• DOCUMENT EXCERPT:
On 04/12/2012, Spadez <james_will...@hotmail.com> wrote:
> Hi.
>
> I am having a bit of trouble figuruing out the DIH for SQL files. I have
> asked around a few different places but havent got any replies so I was
> hoping you could help me.
>
> *I have a database schema like this:*
>
> CREATE TABLE company (
>     id SERIAL PRIMARY KEY,
>     name varchar(60) NOT NULL
> );
>
> CREATE TABLE country (
>     id SERIAL PRIMARY KEY,
>     name varchar(255) NOT NULL
> );
>
> CREATE TABLE location (
>     id SERIAL PRIMARY KEY,
>     name varchar(255) NOT NULL,
>     coordinate varchar(255) NOT NULL,
>     location_id integer NOT NULL REFERENCES country (id)
> );
>
> CREATE TABLE source (
>     id SERIAL PRIMARY KEY,
>     name varchar(60) NOT NULL
> );
>
> CREATE TABLE item (
>     id SERIAL PRIMARY KEY,
>     title varchar(60) NOT NULL,
>     description varchar(900) NOT NULL,
>     company_id integer NOT NULL REFERENCES company (id),
>     date timestamp NOT NULL,
>     source_id integer NOT NULL REFERENCES source (id),
>     link varchar(255) NOT NULL,
>     location_id integer NOT NULL REFERENCES location (id)

• SET EXERCISE 1: Reproduce, word for word, the part of the mailing-list post that opens with the words containing "On 04/12/2012, Spadez" and closes with "could help me.".
• SET EXERCISE 2: In the mailing-list post, which table does the location_id column of the location table reference?

• INFORMATION PROVIDED:
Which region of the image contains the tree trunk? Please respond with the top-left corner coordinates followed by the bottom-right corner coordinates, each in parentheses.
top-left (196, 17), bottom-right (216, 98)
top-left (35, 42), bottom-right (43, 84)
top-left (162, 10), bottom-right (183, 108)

• FINAL RESULT 1:
On 04/12/2012, Spadez <james_will...@hotmail.com> wrote:
> Hi.
>
> I am having a bit of trouble figuruing out the DIH for SQL files. I have
> asked around a few different places but havent got any replies so I was
> hoping you could help me.

• FINAL RESULT 2: The country table (its id column).